■ Written exercise
Swap every "wooden" in the rows below for "timber", leaving everything else unchanged. Leave the pictures out of your answer.
•••••
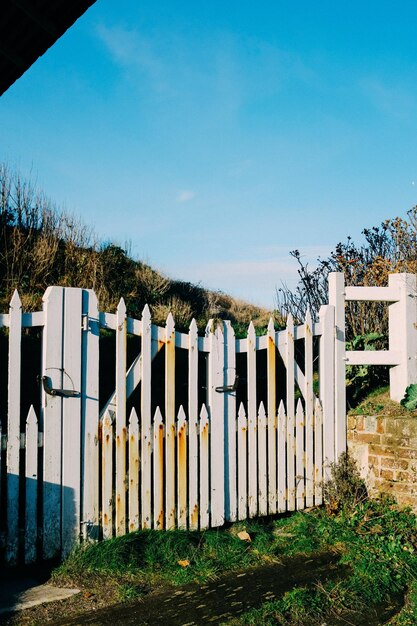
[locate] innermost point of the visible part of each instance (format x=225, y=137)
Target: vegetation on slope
x=42, y=245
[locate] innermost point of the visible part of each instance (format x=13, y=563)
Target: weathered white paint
x=271, y=412
x=31, y=479
x=204, y=467
x=326, y=378
x=13, y=428
x=337, y=299
x=146, y=412
x=230, y=469
x=252, y=425
x=121, y=434
x=193, y=510
x=402, y=317
x=90, y=415
x=170, y=423
x=158, y=471
x=133, y=471
x=107, y=476
x=262, y=461
x=51, y=420
x=309, y=410
x=242, y=452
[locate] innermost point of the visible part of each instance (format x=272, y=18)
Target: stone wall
x=386, y=451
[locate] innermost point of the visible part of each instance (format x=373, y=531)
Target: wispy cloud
x=129, y=49
x=185, y=195
x=393, y=100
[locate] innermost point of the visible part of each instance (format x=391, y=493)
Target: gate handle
x=62, y=393
x=228, y=388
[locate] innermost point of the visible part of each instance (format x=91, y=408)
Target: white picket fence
x=73, y=471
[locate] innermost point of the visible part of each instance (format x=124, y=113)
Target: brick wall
x=386, y=451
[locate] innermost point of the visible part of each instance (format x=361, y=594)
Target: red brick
x=387, y=474
x=368, y=438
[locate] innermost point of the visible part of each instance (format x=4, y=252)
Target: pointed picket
x=13, y=428
x=90, y=411
x=309, y=409
x=262, y=461
x=31, y=477
x=133, y=471
x=107, y=475
x=252, y=425
x=299, y=456
x=158, y=471
x=204, y=468
x=182, y=469
x=193, y=421
x=230, y=423
x=170, y=422
x=121, y=419
x=146, y=427
x=272, y=424
x=327, y=383
x=318, y=453
x=289, y=352
x=242, y=452
x=281, y=459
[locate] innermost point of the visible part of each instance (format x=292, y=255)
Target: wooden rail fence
x=249, y=438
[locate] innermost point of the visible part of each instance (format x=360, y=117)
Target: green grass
x=374, y=538
x=148, y=558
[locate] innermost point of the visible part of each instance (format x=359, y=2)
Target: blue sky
x=218, y=136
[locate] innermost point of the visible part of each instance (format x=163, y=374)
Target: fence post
x=403, y=334
x=337, y=299
x=327, y=382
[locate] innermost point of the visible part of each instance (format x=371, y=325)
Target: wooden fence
x=198, y=430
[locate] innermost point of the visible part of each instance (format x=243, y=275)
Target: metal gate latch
x=62, y=393
x=228, y=388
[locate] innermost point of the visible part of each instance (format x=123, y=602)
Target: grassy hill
x=42, y=245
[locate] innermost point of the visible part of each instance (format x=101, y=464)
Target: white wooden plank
x=373, y=357
x=90, y=415
x=281, y=458
x=182, y=469
x=230, y=421
x=216, y=408
x=337, y=299
x=262, y=462
x=13, y=429
x=31, y=477
x=318, y=453
x=242, y=455
x=204, y=468
x=170, y=423
x=299, y=456
x=71, y=420
x=373, y=294
x=326, y=378
x=107, y=475
x=51, y=420
x=158, y=471
x=146, y=416
x=289, y=350
x=108, y=320
x=133, y=471
x=272, y=421
x=121, y=434
x=33, y=320
x=252, y=425
x=193, y=422
x=309, y=409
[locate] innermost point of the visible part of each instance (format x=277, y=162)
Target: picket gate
x=250, y=438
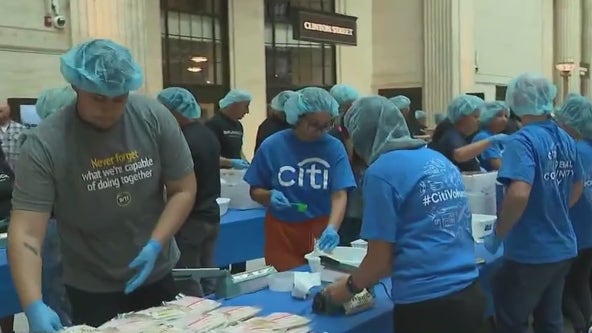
•••••
■ The solution
[locate] innermost point of the visible part of each instance (format x=225, y=137)
Target: vegetation on slope
x=42, y=245
[locate] innermost point of the visible part of each instance (format x=13, y=563)
Target: weathered white paint
x=271, y=412
x=31, y=479
x=204, y=467
x=326, y=378
x=13, y=428
x=337, y=299
x=146, y=412
x=230, y=469
x=252, y=425
x=121, y=434
x=193, y=510
x=402, y=317
x=90, y=415
x=170, y=423
x=158, y=471
x=133, y=471
x=107, y=476
x=262, y=461
x=51, y=420
x=309, y=410
x=242, y=452
[locate] innermost point of the visible part of each instance (format x=272, y=18)
Target: stone wall
x=386, y=451
[locate] innermost point of the visible part of each instance (format x=373, y=531)
Target: wispy cloud
x=129, y=49
x=185, y=195
x=393, y=100
[locate] innermost point of the visible part of each instance (format x=391, y=493)
Target: gate handle
x=62, y=393
x=228, y=388
[locate] innermost point of the visible part of each instance (format x=91, y=408)
Target: white picket fence
x=73, y=471
[locate] innermost point of the visible part of each instance (format x=124, y=113)
Target: brick wall
x=386, y=451
[locate] innermost point of the visible part of each instance (format x=361, y=594)
Target: red brick
x=387, y=474
x=368, y=438
[locate] innermost point of the visible part of each instance (format x=4, y=252)
Target: pointed picket
x=13, y=428
x=90, y=411
x=309, y=409
x=262, y=461
x=31, y=477
x=133, y=471
x=107, y=475
x=252, y=425
x=299, y=456
x=158, y=471
x=204, y=468
x=182, y=469
x=193, y=421
x=230, y=423
x=170, y=422
x=121, y=419
x=146, y=427
x=272, y=424
x=327, y=383
x=318, y=453
x=289, y=352
x=242, y=452
x=281, y=459
[locate] innermost point of the visible part of each instance (format x=292, y=255)
Target: timber rail fence
x=249, y=438
[locate] innermost point of the visible part of each instance (format x=360, y=117)
Target: green grass
x=374, y=538
x=148, y=558
[locate] innermost point of the visible part of each instance (format x=359, y=2)
Target: blue sky
x=218, y=136
[locate] innermost point of the visible part of each instance (format x=163, y=374)
Target: fence post
x=403, y=334
x=337, y=299
x=327, y=382
[locate] innermost point of the visible part of each instance (format x=371, y=325)
Target: timber fence
x=198, y=430
[locate] innermost point of the visible part of each instance (format x=243, y=275)
Target: metal gate latch
x=62, y=393
x=228, y=388
[locate] innermost point of the visible part of each instance (format x=123, y=602)
Target: grassy hill
x=42, y=245
[locate] innermost point of the visible part of each instance (format x=101, y=464)
Target: white timber plank
x=373, y=357
x=90, y=415
x=281, y=458
x=182, y=469
x=230, y=421
x=216, y=408
x=337, y=299
x=262, y=462
x=13, y=429
x=31, y=477
x=318, y=453
x=242, y=455
x=204, y=468
x=170, y=423
x=299, y=456
x=71, y=420
x=373, y=294
x=326, y=378
x=107, y=475
x=51, y=420
x=158, y=471
x=146, y=416
x=289, y=350
x=108, y=320
x=133, y=471
x=272, y=421
x=121, y=434
x=33, y=320
x=252, y=425
x=193, y=422
x=309, y=409
[locate] innermost point of the visible part of each instance (format x=277, y=162)
Target: picket gate
x=250, y=438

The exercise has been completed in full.